--- PASSAGE SHOWN ---
================================

‘TCP Timestamp and Advanced Fingerprinting’
‘The information has been provided by Erwan Arzur .’
‘On March 11st 2001, Bret McDanel published an introduction on the feature of the netcraft.com website to offer it’s visitors an overview about the current and average uptime of specific operating systems running on the machines that provide the base for popular websites.
TCP timestamping (optional TCP field) is explained in RFC (Request For Comments) 1323 and is a method used notably in PAWS (Protection Against Wrapped Sequence Numbers).
But we will just keep in mind the elements brought to us by McDanel: the TCP timestamping is not of a security concern, however the way operating systems manage their TCP timestamping is ‘interesting’: it allows a remote client to guess, if he recognizes the operating system (OS fingerprinting), the time the machine is up.
When you start up your BSD, by example, the operating system increments, as explained by McDanel, the timestamp value of one point each 500 milliseconds. By grabbing the value of timestamp of such operating system you can guess for how long it is still running.
The RFC does not give many indications on how timestamps should be managed inside operating systems, only that it should increase according to the fact that ‘it must be at least approximately proportional to real time’.
Here is the format of this optional TCP field:
1 1 4 4
|Kind=8 | size =10 | TS Value (TSval) |TS Echo Reply (TSecr)|
There are a few limitations that appear in the prediction of the actual uptime.
First the length of a timestamp value in a TCP packet is 4 bytes, so it will roll over when the value crosses the limit of 2^32. Additionally, some operating systems (Windows being the example from McDanel), may not instantly start to increase their timestamp once the system has been booted up.

================================

(Rows from a data collection)
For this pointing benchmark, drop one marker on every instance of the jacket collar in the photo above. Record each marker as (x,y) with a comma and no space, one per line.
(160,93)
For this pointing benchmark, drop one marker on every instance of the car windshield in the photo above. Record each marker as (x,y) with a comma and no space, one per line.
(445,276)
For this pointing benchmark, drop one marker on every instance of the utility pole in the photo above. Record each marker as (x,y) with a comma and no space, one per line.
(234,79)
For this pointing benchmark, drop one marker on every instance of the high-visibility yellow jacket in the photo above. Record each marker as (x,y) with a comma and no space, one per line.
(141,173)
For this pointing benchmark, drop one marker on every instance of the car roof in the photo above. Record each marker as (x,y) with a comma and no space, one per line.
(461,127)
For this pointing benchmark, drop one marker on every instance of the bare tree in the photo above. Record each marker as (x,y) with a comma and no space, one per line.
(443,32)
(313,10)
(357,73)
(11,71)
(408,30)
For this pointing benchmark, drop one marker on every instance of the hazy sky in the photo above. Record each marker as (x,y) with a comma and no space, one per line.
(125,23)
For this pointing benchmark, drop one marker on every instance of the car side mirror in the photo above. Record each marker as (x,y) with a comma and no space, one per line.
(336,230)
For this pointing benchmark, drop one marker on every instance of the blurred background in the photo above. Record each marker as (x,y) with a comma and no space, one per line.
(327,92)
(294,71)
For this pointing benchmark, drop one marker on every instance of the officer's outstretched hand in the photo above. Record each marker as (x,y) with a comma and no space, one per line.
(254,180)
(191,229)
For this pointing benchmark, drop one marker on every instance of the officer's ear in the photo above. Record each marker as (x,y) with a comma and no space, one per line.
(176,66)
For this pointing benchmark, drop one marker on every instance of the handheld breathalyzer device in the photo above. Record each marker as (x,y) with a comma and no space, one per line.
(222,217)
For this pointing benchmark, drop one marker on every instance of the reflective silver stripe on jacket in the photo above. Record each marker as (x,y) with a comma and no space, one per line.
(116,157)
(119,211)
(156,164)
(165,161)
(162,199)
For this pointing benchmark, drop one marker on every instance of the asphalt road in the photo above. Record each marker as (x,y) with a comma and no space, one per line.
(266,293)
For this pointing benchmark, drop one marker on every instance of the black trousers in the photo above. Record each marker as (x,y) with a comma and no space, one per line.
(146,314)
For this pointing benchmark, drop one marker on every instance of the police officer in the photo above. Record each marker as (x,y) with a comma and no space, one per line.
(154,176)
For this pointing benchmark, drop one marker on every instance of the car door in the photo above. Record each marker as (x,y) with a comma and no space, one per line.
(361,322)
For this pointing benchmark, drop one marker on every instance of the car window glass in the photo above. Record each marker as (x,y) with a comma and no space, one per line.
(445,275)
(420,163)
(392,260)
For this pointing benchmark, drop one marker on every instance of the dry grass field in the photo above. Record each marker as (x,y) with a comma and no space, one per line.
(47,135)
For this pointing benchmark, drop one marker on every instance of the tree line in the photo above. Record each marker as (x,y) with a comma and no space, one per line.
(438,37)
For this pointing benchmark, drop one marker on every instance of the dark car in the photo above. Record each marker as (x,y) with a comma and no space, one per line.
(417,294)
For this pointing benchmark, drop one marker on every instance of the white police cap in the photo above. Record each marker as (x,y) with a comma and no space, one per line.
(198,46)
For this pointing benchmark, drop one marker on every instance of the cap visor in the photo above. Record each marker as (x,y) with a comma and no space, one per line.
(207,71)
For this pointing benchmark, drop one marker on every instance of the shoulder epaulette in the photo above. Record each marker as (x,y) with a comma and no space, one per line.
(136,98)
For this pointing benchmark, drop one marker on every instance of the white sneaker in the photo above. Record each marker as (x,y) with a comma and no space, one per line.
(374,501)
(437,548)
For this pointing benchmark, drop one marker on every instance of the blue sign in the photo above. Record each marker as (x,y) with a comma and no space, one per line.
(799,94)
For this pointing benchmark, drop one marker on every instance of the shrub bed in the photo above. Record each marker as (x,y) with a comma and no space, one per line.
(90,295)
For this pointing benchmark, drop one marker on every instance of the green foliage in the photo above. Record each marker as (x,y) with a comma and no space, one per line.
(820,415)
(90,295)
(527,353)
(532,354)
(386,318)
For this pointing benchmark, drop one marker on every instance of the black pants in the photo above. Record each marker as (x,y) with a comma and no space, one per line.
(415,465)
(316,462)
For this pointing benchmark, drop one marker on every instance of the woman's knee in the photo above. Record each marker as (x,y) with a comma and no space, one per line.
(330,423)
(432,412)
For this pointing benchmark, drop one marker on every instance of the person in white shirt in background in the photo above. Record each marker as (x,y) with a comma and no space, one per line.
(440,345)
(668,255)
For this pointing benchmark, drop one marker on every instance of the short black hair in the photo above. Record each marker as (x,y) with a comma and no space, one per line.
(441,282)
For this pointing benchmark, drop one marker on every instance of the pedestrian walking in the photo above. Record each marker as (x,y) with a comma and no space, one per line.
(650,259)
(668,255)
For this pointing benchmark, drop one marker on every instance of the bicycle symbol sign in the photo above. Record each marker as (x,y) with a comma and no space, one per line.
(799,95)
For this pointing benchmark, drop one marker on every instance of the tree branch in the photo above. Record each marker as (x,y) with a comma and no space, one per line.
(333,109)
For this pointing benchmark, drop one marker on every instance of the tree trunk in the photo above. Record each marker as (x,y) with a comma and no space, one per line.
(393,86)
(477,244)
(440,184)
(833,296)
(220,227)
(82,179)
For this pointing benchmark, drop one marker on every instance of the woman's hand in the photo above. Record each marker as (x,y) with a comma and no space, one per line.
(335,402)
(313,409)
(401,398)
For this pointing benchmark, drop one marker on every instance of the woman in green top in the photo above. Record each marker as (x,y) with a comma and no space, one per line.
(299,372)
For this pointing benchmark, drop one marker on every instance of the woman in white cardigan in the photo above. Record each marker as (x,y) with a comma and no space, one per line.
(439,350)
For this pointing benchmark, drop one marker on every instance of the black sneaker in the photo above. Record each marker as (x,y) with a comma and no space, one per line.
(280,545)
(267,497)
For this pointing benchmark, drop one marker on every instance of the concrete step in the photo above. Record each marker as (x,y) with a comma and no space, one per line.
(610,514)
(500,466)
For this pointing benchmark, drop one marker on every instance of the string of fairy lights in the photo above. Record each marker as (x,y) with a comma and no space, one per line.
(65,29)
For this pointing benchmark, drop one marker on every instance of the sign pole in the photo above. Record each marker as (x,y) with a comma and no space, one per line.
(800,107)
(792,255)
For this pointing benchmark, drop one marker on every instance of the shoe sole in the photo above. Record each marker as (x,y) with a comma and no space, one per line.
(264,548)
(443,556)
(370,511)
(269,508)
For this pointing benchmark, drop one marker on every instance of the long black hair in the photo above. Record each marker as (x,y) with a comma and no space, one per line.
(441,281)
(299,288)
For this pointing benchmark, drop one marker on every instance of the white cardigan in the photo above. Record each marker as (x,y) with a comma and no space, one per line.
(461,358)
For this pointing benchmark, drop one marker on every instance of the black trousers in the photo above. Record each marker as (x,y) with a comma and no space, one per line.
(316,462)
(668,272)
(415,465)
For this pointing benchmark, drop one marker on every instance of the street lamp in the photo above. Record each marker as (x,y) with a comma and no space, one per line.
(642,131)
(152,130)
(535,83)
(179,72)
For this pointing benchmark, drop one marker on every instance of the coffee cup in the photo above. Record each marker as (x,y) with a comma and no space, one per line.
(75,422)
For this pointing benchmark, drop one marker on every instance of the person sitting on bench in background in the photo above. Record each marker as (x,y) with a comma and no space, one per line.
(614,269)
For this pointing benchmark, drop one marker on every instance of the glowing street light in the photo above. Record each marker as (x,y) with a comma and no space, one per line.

================================

--- DIRECTIVE ---
Reproduce the text on TCP timestamps starting with "The RFC does" and going on through "been booted up.", switching "uptime" to "running time" wherever it occurs. The rows were taken from a separate source and are unrelated to the text on TCP timestamps.

--- SOLUTION ---
The RFC does not give many indications on how timestamps should be managed inside operating systems, only that it should increase according to the fact that ‘it must be at least approximately proportional to real time’.
Here is the format of this optional TCP field:
1 1 4 4
|Kind=8 | size =10 | TS Value (TSval) |TS Echo Reply (TSecr)|
There are a few limitations that appear in the prediction of the actual running time.
First the length of a timestamp value in a TCP packet is 4 bytes, so it will roll over when the value crosses the limit of 2^32. Additionally, some operating systems (Windows being the example from McDanel), may not instantly start to increase their timestamp once the system has been booted up.